▶ Requirement: Rewrite the Maltese forum thread starting with "he sounds like" and going on through "birthday sept 1!!!!!!", replacing "deposit" with "down payment".
--- START Document excerpt ---
# its me with the question about purchasing 15 month old



## aksm45 (Jul 24, 2009)

hey guys first and foremost would like to say thank you to all that answered my questions you are great,

so i did some snooping on the breeders website yesterday and it states the dogs parents , the sire is from susie pham fletcher and susie has him on her website as one of her champions, and the darn is fom fraance nisjotial they have her on their website also as on of there champions,,and i saw the pedigrees of both parents , the dog has some good blood lines, what do you guys think ???some have asked why the dog has to be on the bigger size it is because i have two labs at home and have seen the seven pound maltese is pretty sturdy compared to the smaller ones , its just when i saw him i told her this is the dog i would love to have meaning in size and everything and now all of the sudden i have been offerd the dog ,too good to be true im scared i have not been so lucky in life ....


aksm45


----------



## ilovemymaltese (Oct 9, 2008)

It sounds like he has some great blood lines. I would go for it. If it's meant to be, than it's meant to be.


----------



## jodublin (Sep 27, 2006)

i would go for it ,as by age 15 months you should have a good idea what your maltese is going to look like ,temperment ect ..
he sounds like your dream dog,


----------



## aksm45 (Jul 24, 2009)

Hey guys Thank you so much for taking the time....

I will go on monday and pray all goes well i will leave a deposit and go pick him up in a month since it my birthday sept 1!!!!!!
do you guys think i could change his name?? at this age?? i will take pics of him and post them when i get a chance ok ......

aksm45


----------



## ilovemymaltese (Oct 9, 2008)

You can change the name at any age. And yes, post lots of pictures please!


----------



## maltlovereileen (Jan 19, 2009)

QUOTE (aksm45 @ Jul 25 2009, 07:51 AM) index.php?act=findpost&pid=809663


> hey guys first and foremost would like to say thank you to all that answered my questions you are great,
> 
> so i did some snooping on the breeders website yesterday and it states the dogs parents , the sire is from susie pham fletcher and susie has him on her website as one of her champions, and the darn is fom fraance nisjotial they have her on their website also as on of there champions,,and i saw the pedigrees of both parents , the dog has some good blood lines, what do you guys think ???some have asked why the dog has to be on the bigger size it is because i have two labs at home and have seen the seven pound maltese is pretty sturdy compared to the smaller ones , its just when i saw him i told her this is the dog i would love to have meaning in size and everything and now all of the sudden i have been offerd the dog ,too good to be true im scared i have not been so lucky in life ....
> 
> ...



Honestly, a maltese is not a sturdy dog... and a 7 pound maltese is still very fragile. You know your dogs though, but I would be very nervous adding a small fragile dog like that to two large dogs (are they older/gentle or younger/more rambunctious)? But then the lab we had growing up was a big doofus and would even knock us kids over... yours are probably much better behaved


----------
--- END Document excerpt ---
--- START Information supplied ---
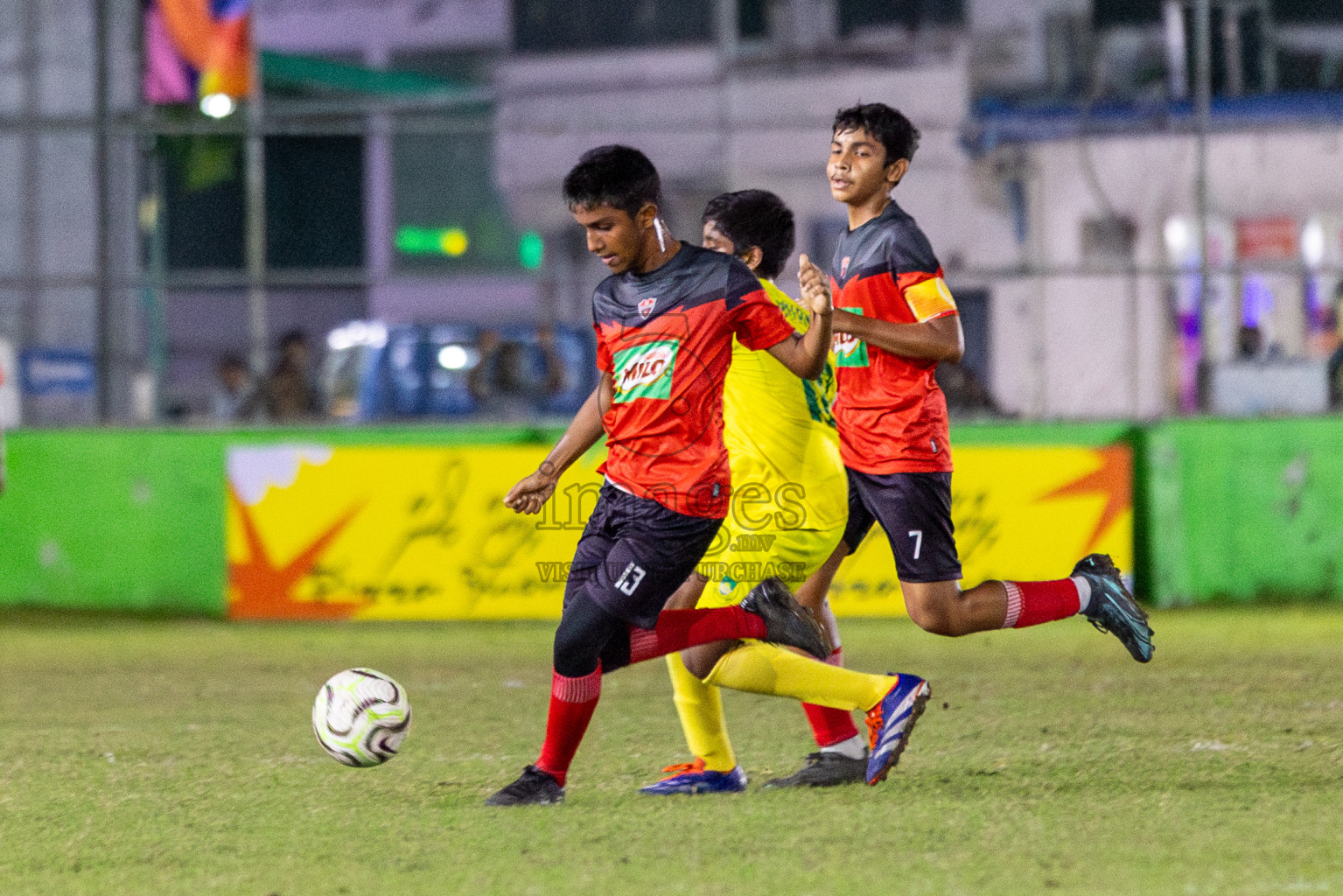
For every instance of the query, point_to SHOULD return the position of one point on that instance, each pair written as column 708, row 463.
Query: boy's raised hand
column 815, row 288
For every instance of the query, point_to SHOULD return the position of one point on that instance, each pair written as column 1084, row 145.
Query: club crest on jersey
column 645, row 371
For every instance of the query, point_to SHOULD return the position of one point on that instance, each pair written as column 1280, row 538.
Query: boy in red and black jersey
column 895, row 318
column 665, row 320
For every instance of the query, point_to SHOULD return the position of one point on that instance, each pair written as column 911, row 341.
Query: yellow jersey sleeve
column 929, row 298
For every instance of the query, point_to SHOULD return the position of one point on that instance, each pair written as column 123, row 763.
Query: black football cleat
column 786, row 621
column 1112, row 607
column 534, row 788
column 825, row 770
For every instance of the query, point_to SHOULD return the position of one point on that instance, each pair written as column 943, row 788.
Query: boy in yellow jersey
column 787, row 514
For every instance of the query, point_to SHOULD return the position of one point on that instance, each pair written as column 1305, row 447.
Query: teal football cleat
column 1112, row 607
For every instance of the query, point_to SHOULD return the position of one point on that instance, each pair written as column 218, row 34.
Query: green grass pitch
column 175, row 757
--- END Information supplied ---
▶ Task solution:
he sounds like your dream dog,


----------



## aksm45 (Jul 24, 2009)

Hey guys Thank you so much for taking the time....

I will go on monday and pray all goes well i will leave a down payment and go pick him up in a month since it my birthday sept 1!!!!!!